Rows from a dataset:

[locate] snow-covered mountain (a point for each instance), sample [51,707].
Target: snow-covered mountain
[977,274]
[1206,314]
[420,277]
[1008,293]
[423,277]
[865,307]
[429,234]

---

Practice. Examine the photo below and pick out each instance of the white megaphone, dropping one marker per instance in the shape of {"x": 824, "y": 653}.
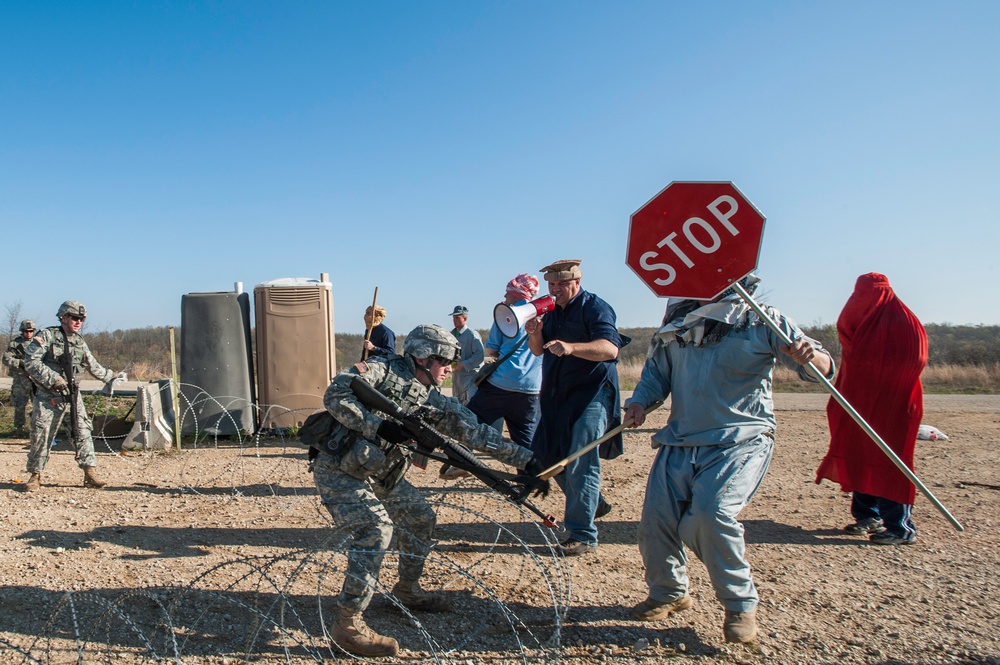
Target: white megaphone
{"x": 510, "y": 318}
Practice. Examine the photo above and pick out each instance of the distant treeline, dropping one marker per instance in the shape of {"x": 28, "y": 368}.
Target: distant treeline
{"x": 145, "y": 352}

### [Requirements]
How many lines of the material include the string "photo"? Reply with the number alone.

### [Finished answer]
2